• [READING TEXT]:
+ + + + +

They are already happy with their current solution. If their answering service or receptionist is working well and they are just price-shopping, you are fighting an uphill battle. The best prospects are the ones whose current system is failing them.

Putting the Full Script Together

Here is the complete 15-minute structure in sequence, with approximate timing for each section:

Minutes 0 to 2 (Qualify): "Thanks for booking this. I want to make sure this is actually a fit before I show you anything. Quick three questions: How many calls does your business get per day? What happens right now when you miss one? And what's your average job worth?"

Minutes 2 to 3 (Transition to demo): "Based on what you've told me, this is exactly the kind of business where this works best. I actually went ahead and built a custom AI receptionist for [business name]. Let me show you what it sounds like."

Minutes 3 to 7 (Live demo): Call the bespoke agent two to three times. Ask realistic questions. Let the prospect listen. After the last call: "This is what it sounds like out of the box, and we haven't even connected it to your calendar or trained it on your specific services yet."

Minutes 7 to 10 (Missed call math): "You said you miss about [X] calls a week. At $[Y] per job and a 30% conversion rate, that's $[Z] per year in lost revenue. This costs $[price] a month, which is $[annual] per year. That's a [multiplier]x return."

Minutes 10 to 12 (Pricing and terms): "Based on what you need, this is $[single number] a month. That covers 24/7 answering, calendar booking, and SMS follow-up. Month-to-month, cancel anytime, 28-day money-back guarantee."

Minutes 12 to 15 (Close or handle objections): If yes: "I can have this live and answering your phones by tomorrow. Want to get started?" If objection: match to resistance level and respond accordingly.

Frequently Asked Questions

How long should a voice AI discovery call take?

Fifteen minutes is the target. Two minutes qualifying, five minutes demoing, eight minutes on pricing and closing. Calls that run longer than 20 minutes usually mean you are over-explaining or the prospect is not qualified. If you hit the 15-minute mark and have not quoted a price, something went wrong in Phase 1 or Phase 2.

Should I build a custom demo agent for every prospect?

Yes. It takes about five minutes to paste their website URL and let the platform generate a trained agent from their site and reviews. A bespoke demo that says their business name and knows their services closes at a dramatically higher rate than a generic "here's what AI sounds like" recording.

+ + + + +

• [QUESTIONS ON THE MATERIAL]:
a – Copy the stretch of the discovery-call script from "How long should" through "for every prospect?", changing "discovery call" to "sales call".
b – Write what comes next in the discovery-call script, picking up after its final sentence.

• [MATERIAL PROVIDED]:

+ + + + +

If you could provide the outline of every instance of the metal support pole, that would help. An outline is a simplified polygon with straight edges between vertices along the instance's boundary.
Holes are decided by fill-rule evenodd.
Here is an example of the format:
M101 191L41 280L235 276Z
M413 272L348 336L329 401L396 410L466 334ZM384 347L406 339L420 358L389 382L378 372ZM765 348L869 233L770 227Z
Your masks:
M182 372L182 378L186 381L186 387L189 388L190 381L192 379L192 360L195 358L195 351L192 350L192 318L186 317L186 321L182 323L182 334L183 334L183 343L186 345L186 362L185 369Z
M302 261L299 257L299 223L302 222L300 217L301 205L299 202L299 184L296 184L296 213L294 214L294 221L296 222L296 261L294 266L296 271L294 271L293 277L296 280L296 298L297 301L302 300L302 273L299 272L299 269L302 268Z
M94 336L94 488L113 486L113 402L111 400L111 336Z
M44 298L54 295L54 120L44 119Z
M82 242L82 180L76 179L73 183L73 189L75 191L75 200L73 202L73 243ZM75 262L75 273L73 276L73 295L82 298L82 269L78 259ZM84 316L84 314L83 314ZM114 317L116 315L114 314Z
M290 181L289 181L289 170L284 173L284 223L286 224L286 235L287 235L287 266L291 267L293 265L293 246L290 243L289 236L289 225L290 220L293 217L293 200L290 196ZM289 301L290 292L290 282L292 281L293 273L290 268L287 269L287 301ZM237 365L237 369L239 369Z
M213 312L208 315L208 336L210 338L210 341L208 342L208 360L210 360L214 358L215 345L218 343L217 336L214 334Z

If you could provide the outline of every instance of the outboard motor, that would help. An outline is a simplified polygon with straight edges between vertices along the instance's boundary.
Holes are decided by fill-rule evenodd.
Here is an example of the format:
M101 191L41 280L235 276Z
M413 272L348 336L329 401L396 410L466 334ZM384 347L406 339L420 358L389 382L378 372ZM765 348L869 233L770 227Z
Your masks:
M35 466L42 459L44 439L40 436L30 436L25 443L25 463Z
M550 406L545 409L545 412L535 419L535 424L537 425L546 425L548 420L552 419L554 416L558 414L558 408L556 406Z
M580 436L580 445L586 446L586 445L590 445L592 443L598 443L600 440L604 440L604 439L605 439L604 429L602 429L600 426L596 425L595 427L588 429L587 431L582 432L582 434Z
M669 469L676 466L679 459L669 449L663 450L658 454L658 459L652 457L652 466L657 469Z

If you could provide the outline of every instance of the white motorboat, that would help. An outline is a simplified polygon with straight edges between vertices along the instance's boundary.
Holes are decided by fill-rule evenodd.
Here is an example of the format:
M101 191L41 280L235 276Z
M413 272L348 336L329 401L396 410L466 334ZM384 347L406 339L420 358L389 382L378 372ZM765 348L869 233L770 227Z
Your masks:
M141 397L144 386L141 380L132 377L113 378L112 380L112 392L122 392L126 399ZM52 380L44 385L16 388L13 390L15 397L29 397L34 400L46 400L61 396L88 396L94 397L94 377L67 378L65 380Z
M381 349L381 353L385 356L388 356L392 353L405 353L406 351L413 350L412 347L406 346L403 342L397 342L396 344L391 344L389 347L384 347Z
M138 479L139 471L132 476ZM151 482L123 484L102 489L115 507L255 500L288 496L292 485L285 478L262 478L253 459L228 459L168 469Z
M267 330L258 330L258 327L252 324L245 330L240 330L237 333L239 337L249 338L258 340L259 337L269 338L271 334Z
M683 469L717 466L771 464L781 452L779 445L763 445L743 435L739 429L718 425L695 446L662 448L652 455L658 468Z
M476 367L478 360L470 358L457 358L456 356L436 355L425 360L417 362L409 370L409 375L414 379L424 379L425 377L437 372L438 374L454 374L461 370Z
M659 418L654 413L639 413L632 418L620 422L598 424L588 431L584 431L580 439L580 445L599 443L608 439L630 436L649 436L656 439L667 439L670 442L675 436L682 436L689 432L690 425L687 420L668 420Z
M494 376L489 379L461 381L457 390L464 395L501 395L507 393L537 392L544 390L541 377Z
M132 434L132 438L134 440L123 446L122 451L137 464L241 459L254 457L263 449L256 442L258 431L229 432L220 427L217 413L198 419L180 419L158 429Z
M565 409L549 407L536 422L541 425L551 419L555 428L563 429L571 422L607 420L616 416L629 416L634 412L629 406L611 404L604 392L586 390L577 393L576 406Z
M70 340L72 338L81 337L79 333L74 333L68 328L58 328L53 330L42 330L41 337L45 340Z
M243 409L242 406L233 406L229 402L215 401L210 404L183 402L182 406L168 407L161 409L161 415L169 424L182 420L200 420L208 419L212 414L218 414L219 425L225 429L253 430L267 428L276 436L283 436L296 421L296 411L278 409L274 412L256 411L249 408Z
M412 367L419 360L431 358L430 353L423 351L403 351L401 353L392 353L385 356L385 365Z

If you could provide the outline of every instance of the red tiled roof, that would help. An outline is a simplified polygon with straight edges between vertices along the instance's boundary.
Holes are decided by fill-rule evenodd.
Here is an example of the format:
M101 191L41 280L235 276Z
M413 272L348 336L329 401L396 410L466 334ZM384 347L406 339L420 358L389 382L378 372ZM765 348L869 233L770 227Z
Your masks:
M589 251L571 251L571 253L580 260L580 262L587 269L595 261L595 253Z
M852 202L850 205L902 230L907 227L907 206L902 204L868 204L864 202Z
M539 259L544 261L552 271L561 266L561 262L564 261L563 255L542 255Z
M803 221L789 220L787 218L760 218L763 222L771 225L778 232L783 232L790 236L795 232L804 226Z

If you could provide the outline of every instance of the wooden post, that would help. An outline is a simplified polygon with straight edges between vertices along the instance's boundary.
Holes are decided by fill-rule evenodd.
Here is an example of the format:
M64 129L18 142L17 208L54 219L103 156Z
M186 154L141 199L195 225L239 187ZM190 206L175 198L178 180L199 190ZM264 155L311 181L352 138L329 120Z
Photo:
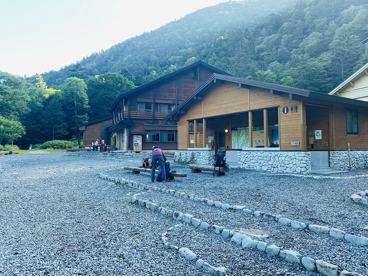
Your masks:
M194 147L197 147L197 120L194 120Z
M189 132L190 128L189 127L189 121L187 121L187 148L190 148L190 140L189 140Z
M207 141L208 140L207 139L207 135L206 134L206 119L205 118L203 118L203 147L206 147L206 143L208 142ZM208 146L209 146L210 145L208 145Z
M347 152L349 156L349 171L351 170L351 162L350 159L350 143L347 143Z
M253 115L251 111L248 112L249 116L249 147L253 148Z
M263 110L263 130L264 131L265 148L268 148L268 122L267 120L267 110L265 108Z

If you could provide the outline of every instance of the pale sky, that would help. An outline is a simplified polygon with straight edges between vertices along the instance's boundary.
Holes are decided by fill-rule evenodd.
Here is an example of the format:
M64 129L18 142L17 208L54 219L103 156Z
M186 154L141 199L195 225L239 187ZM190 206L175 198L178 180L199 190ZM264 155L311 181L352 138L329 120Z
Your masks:
M226 0L0 0L0 71L59 70Z

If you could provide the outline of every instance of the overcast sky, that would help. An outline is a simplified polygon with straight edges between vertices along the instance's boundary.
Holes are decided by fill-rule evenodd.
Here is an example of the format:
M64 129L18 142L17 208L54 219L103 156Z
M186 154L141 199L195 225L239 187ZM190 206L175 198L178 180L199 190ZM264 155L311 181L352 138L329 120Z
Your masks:
M74 63L224 0L3 0L0 71L31 76Z

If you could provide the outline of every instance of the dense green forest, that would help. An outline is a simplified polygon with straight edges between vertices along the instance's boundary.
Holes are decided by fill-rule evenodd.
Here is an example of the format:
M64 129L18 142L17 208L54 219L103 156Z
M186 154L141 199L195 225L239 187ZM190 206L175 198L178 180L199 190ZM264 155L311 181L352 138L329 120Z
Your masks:
M200 59L234 76L327 93L368 61L360 42L367 22L368 0L230 1L57 71L26 79L0 71L0 144L69 138L76 125L109 115L119 94Z

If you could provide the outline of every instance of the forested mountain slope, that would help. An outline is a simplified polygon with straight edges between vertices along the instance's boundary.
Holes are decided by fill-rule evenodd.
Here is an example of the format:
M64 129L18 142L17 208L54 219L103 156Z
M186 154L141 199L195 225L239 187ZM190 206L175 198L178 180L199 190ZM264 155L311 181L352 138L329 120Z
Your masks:
M295 0L248 0L205 8L84 58L84 73L86 77L120 73L141 85L183 67L190 58L198 58L219 36L234 35L238 27L249 26L294 4ZM70 69L74 70L72 65L42 76L49 87L56 88L69 76Z

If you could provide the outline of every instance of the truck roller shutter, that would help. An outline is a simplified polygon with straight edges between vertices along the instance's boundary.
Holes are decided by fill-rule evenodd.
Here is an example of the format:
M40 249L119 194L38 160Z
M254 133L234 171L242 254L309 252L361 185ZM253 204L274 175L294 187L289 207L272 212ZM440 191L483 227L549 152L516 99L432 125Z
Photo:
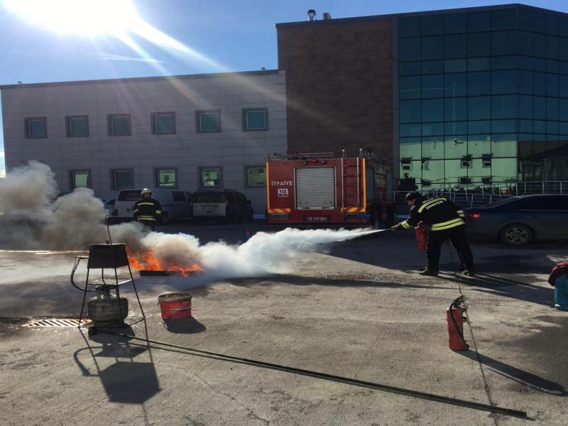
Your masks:
M335 209L335 168L297 168L295 175L296 209Z

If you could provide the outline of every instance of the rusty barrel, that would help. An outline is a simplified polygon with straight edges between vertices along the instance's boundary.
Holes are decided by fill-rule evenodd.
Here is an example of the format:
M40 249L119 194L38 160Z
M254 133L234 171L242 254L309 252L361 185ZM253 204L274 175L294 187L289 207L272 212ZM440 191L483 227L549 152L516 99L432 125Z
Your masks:
M163 320L191 317L191 299L188 293L165 293L158 297Z

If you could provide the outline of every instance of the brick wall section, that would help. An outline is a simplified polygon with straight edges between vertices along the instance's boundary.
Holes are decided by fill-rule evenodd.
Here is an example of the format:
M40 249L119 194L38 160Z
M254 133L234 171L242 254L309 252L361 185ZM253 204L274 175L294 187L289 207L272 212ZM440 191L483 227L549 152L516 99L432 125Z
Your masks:
M278 26L278 37L289 152L373 146L391 163L390 20Z

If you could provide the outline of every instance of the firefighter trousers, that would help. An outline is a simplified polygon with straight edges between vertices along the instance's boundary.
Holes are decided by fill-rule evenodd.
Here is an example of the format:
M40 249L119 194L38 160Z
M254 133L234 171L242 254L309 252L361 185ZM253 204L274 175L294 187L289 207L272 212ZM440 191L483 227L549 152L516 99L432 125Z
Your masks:
M443 231L431 231L428 235L428 244L426 246L426 257L428 258L428 269L438 271L439 268L439 253L442 244L449 239L452 245L457 250L462 266L468 271L473 271L474 255L466 238L466 226L461 225Z

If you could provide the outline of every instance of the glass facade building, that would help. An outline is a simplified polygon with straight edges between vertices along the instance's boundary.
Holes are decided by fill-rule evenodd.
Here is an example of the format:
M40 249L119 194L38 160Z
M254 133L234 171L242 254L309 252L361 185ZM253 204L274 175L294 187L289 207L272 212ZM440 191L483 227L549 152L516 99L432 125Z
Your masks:
M568 16L398 19L400 175L419 189L568 180Z

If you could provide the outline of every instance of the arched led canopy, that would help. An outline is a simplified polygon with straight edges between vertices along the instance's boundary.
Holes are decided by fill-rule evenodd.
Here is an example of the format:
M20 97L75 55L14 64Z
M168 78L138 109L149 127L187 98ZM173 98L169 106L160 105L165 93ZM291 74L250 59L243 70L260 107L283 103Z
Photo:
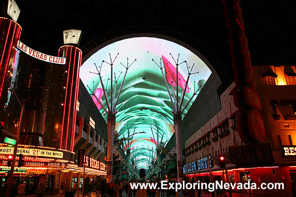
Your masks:
M118 79L119 77L117 83L115 83L116 95L125 70L120 63L126 66L127 58L129 58L130 63L135 59L137 61L128 69L118 100L116 107L118 113L116 117L115 130L119 133L120 138L123 138L124 135L126 139L127 137L131 139L132 137L132 140L128 142L131 145L131 149L136 147L154 146L155 149L155 143L161 143L158 141L162 137L163 142L167 142L174 132L171 112L173 108L161 71L152 59L158 63L161 62L162 65L164 65L165 80L171 93L173 87L176 91L177 79L175 63L170 54L171 53L176 61L180 54L179 62L186 61L190 68L194 64L192 72L198 73L190 76L187 88L184 87L188 72L186 64L184 63L179 66L179 97L183 92L181 90L185 89L186 91L183 103L184 106L193 95L194 88L195 90L199 89L198 94L212 72L196 54L171 41L151 37L132 37L117 41L97 50L85 61L80 68L79 75L84 85L93 89L92 91L105 107L107 105L99 76L90 73L90 71L97 72L95 63L97 66L100 66L103 60L110 62L109 54L113 59L117 53L119 55L113 66L116 78ZM104 63L102 65L101 76L110 97L110 66ZM91 94L90 90L89 92ZM186 113L196 97L191 100L184 113ZM172 98L173 98L173 95ZM92 98L100 112L104 114L103 109L94 96ZM107 121L107 116L103 116L105 121ZM133 132L130 131L129 136L128 136L125 127L128 125L136 125L135 134L133 135ZM155 136L155 133L153 137L148 125L154 125L154 128L158 129L158 137ZM126 142L128 143L127 141ZM138 153L139 154L138 157L146 158L149 155L148 152L148 150L143 149L139 152L142 156ZM132 151L131 154L132 154ZM140 164L138 164L138 165L147 168L145 167L147 164L144 160L140 161Z

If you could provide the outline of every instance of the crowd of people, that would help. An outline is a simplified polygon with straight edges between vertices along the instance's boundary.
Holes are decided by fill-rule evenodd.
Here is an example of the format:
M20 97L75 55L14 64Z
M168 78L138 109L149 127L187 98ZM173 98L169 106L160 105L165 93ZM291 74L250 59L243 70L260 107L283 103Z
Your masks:
M138 195L138 189L132 189L131 187L130 183L137 183L134 182L127 181L112 181L110 183L107 182L105 179L97 181L92 181L90 182L86 179L84 186L84 196L87 197L90 197L90 193L95 192L97 194L97 197L101 196L102 197L109 196L110 197L122 197L122 194L124 194L126 197L136 197ZM173 181L169 181L169 183L172 183ZM159 197L169 197L176 196L176 191L175 189L170 190L161 190L158 188L160 188L160 183L153 182L154 184L157 184L155 189L148 188L146 190L147 197L154 197L157 196ZM200 196L201 190L196 190L198 197ZM193 190L185 190L183 191L185 196L195 197L195 191ZM158 193L158 195L156 195Z

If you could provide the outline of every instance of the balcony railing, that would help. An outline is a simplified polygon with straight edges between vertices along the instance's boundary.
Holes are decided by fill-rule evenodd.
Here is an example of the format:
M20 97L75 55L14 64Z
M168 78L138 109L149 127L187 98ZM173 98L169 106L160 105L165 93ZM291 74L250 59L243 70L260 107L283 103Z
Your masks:
M217 141L219 140L219 136L217 135L212 138L212 141L213 142Z
M222 132L221 133L220 133L220 134L219 134L219 137L220 137L221 138L225 137L225 136L229 135L230 133L230 132L229 131L229 130L228 129L227 130L225 130L224 131L223 131L223 132Z

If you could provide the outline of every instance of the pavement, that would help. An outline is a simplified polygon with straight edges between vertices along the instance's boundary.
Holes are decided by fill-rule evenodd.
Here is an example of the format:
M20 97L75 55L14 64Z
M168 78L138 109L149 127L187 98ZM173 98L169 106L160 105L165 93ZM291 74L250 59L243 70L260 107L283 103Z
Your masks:
M226 197L228 197L228 192L226 192L226 194L227 195ZM91 193L90 196L91 196L90 197L97 197L97 195L96 195L96 193L95 193L95 192L92 192ZM107 196L107 197L109 197L109 196ZM206 194L204 192L202 192L201 196L200 196L200 197L211 197L211 195L208 196L207 194ZM27 197L31 197L28 196ZM48 196L44 196L43 197L58 197L58 196L57 196L57 195L48 195ZM65 194L64 194L62 197L65 197ZM78 197L78 196L77 195L77 193L76 193L74 197L82 197L81 196L81 194L79 195L79 196ZM99 197L100 197L100 196ZM122 192L122 197L127 197L125 195L125 192ZM149 196L148 196L147 197L149 197ZM165 196L165 197L167 197L166 196ZM255 197L255 196L252 194L237 193L232 192L232 197Z

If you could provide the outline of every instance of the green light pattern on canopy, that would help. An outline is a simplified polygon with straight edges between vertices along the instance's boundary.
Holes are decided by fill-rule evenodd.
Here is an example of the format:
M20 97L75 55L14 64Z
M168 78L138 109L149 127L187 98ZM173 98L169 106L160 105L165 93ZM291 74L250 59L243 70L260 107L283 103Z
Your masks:
M79 74L84 85L94 89L92 91L95 91L95 94L99 99L101 99L103 105L106 108L106 102L101 89L99 76L90 73L90 71L97 72L94 63L99 66L103 60L109 62L110 60L109 54L113 59L117 53L119 53L119 55L113 66L113 71L116 78L118 78L121 74L118 83L115 84L116 85L116 96L125 70L120 63L126 66L127 58L130 60L130 63L135 59L137 61L128 69L116 107L118 113L116 115L115 131L117 131L119 133L119 138L121 138L123 137L122 133L126 132L122 129L127 124L137 125L135 132L136 134L133 136L132 141L130 143L131 143L131 149L138 147L139 150L137 151L137 157L132 155L131 157L135 159L139 158L139 161L137 163L138 168L141 167L147 169L147 164L145 160L148 157L150 157L150 155L149 150L144 147L153 147L155 150L154 140L156 143L160 142L157 141L156 136L156 139L153 138L151 129L148 124L154 125L159 128L159 140L164 133L162 140L164 142L168 141L174 132L173 114L171 112L172 105L161 71L155 63L152 61L152 59L153 59L159 63L162 56L163 56L175 67L175 62L170 53L172 54L176 61L180 54L179 63L186 61L190 68L194 64L192 72L199 72L190 76L187 86L189 90L186 90L183 103L183 107L193 95L194 85L195 90L199 88L197 92L198 94L212 72L196 55L183 46L167 40L155 37L140 37L113 42L99 49L87 59L82 65ZM163 61L161 60L162 65L164 65ZM102 65L101 76L107 90L110 100L111 66L104 63ZM164 71L165 70L166 80L171 93L172 93L171 82L169 81L172 80L168 80L167 79L173 77L172 73L174 70L176 72L176 70L172 66L165 66L163 70ZM179 66L179 81L182 80L182 77L186 80L188 71L185 63ZM174 74L176 75L176 73L174 73ZM176 88L176 86L174 86L175 91ZM183 92L181 88L184 89L184 87L179 87L179 98ZM88 91L89 94L91 94L90 90ZM184 113L185 114L187 112L196 97L195 96L191 100ZM173 98L172 95L172 98ZM103 109L93 96L92 98L100 112L103 115L105 112ZM184 116L183 115L183 118ZM107 116L103 117L107 121ZM130 133L130 136L132 134L132 132ZM125 137L127 137L127 134L125 134ZM126 143L128 143L127 141ZM133 151L131 151L131 155L132 155L132 153Z

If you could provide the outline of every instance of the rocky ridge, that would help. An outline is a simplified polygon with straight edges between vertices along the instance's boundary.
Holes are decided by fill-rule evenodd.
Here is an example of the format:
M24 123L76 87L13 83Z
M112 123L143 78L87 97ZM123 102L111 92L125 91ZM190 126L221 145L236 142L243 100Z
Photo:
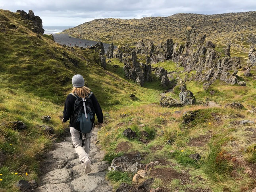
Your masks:
M99 19L64 33L115 45L142 39L156 44L169 38L180 43L184 42L187 27L194 25L198 34L207 33L206 41L229 44L233 48L248 52L256 45L256 12L249 12L210 15L180 13L141 19Z
M114 50L113 57L124 63L126 77L141 86L144 82L151 81L149 74L152 71L161 80L162 85L168 86L169 82L166 71L162 67L151 69L150 65L166 60L171 60L178 66L184 67L183 73L191 73L190 80L205 82L205 89L218 79L231 84L246 85L246 82L239 81L237 75L237 69L242 68L244 63L241 63L239 57L231 57L230 45L227 44L218 52L212 42L205 42L206 36L205 34L198 35L192 26L187 29L185 44L174 43L171 39L157 45L152 42L142 40L135 43L133 46L119 47ZM256 65L255 53L254 48L250 51L247 65L243 67L247 70L249 71L251 67ZM145 55L146 62L141 61L139 65L137 54ZM194 73L196 75L193 75ZM250 75L249 71L247 73Z

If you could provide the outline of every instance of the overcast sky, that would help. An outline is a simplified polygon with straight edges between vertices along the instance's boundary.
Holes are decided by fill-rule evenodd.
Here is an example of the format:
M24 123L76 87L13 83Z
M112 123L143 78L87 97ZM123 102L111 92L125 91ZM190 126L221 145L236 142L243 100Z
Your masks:
M99 18L256 11L256 0L0 0L0 9L32 10L43 26L76 26Z

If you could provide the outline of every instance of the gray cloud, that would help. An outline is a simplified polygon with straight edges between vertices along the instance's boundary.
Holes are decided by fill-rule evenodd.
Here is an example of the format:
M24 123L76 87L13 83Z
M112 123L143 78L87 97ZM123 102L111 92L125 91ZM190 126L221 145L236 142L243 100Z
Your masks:
M44 26L77 26L96 18L139 19L179 13L212 14L256 10L255 0L0 0L0 8L31 10Z

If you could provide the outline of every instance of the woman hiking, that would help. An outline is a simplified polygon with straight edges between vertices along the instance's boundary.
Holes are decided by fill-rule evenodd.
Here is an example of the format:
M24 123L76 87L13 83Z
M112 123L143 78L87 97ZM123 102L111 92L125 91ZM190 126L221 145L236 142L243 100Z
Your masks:
M76 75L72 78L72 83L73 89L72 94L69 94L67 97L63 111L63 123L69 120L69 129L71 133L72 140L75 146L75 150L79 156L79 159L81 163L83 163L85 165L85 173L88 173L92 171L90 168L90 160L89 158L88 154L90 149L90 138L92 135L92 129L90 132L86 134L82 133L82 139L85 141L85 146L83 147L83 143L80 138L80 133L79 131L72 127L71 124L72 115L74 111L75 102L77 97L88 98L90 95L90 99L91 100L92 105L95 109L95 113L93 114L92 123L94 121L94 115L96 114L98 121L102 123L103 122L103 114L96 98L93 93L90 92L90 90L85 86L85 80L81 75Z

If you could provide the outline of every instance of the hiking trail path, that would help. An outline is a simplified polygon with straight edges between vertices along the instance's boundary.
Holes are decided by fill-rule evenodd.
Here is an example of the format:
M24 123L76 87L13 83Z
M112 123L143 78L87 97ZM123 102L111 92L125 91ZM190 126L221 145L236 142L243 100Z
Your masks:
M47 152L40 163L39 186L35 192L112 192L112 186L105 179L110 165L102 160L104 152L96 146L99 131L94 127L91 138L91 172L85 173L85 165L75 151L71 136L66 137L64 141L54 143L54 150Z

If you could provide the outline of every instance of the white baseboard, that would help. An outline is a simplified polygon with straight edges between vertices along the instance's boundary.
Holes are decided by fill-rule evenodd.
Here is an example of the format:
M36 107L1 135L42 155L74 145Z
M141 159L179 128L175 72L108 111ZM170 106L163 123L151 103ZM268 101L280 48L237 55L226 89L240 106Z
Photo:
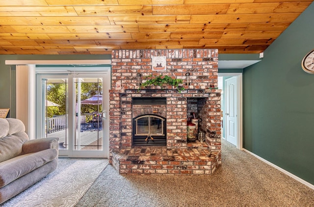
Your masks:
M258 159L260 159L260 160L262 161L263 162L265 162L265 163L269 164L271 166L277 169L277 170L282 172L283 173L284 173L285 174L287 175L288 176L291 177L293 179L298 181L299 182L301 182L301 183L305 184L305 185L307 186L309 188L312 188L313 190L314 190L314 185L313 185L312 184L310 183L310 182L308 182L304 181L304 180L301 179L301 178L299 178L298 177L292 174L291 173L289 173L289 172L287 171L286 170L284 170L284 169L282 169L282 168L281 168L280 167L278 167L278 166L276 165L275 164L274 164L272 163L271 162L269 162L269 161L267 161L266 159L261 157L259 155L255 155L255 154L247 150L246 150L246 149L245 149L244 148L242 148L242 150L243 151L245 152L246 153L247 153L249 154L250 155L251 155L254 156L255 157L256 157Z

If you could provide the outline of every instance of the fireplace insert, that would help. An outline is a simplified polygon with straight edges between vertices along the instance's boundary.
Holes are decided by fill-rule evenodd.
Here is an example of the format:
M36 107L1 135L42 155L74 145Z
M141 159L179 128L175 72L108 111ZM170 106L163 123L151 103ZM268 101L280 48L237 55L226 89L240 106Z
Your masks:
M143 114L133 119L133 146L166 146L166 118Z

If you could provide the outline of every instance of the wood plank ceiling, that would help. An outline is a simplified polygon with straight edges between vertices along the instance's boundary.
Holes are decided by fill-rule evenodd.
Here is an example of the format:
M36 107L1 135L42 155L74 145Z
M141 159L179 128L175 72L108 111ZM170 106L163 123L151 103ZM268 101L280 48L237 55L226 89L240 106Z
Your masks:
M258 53L312 1L0 0L0 54L198 48Z

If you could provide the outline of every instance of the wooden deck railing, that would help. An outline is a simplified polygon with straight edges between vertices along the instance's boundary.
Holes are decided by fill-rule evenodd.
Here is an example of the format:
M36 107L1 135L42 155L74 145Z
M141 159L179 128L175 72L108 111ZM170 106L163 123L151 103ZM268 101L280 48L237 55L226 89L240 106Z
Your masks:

+ + + + +

• [EXERCISE RESPONSES]:
a –
How long should a voice AI sales call take?

Fifteen minutes is the target. Two minutes qualifying, five minutes demoing, eight minutes on pricing and closing. Calls that run longer than 20 minutes usually mean you are over-explaining or the prospect is not qualified. If you hit the 15-minute mark and have not quoted a price, something went wrong in Phase 1 or Phase 2.

Should I build a custom demo agent for every prospect?

b –
What if the prospect asks what platform I use?

You built this. You designed it. You support it. That is the entire point of white-labeling. The prospect sees your brand, your domain, and your dashboard. They do not need to know or care about the underlying platform. If pressed on technical architecture, say: "We built this on a native voice AI platform that we own and operate. It's not stitched together from five different services, which is why the reliability is where it is."

What close rate should I expect from discovery calls?

Agencies following this three-phase structure typically close 25% to 40% of qualified prospects. If your close rate is below 15%, check three things: are your demo agents properly built before the call, are you running the missed call math live, and are you presenting one number instead of tiers. If your close rate is above 50%, your price is probably too low.

What if the prospect says they need to think about it?

Ask what specifically they are unsure about and address it in the moment. "Is it the money, the technology, or whether it'll work for your type of business?" Most "I need to think about it" responses are fear, not logic. If they genuinely need time, follow up within 48 hours. Prospects who "think about it" for more than a week have mentally moved on.

Honest caveat: This framework works for prospects who have a real missed-call problem and enough call volume to justify the investment. It will not save a deal where the prospect has no budget, no urgency, or no authority to make a decision. Qualifying hard in Phase 1 is how you avoid wasting time on calls that were never going to close.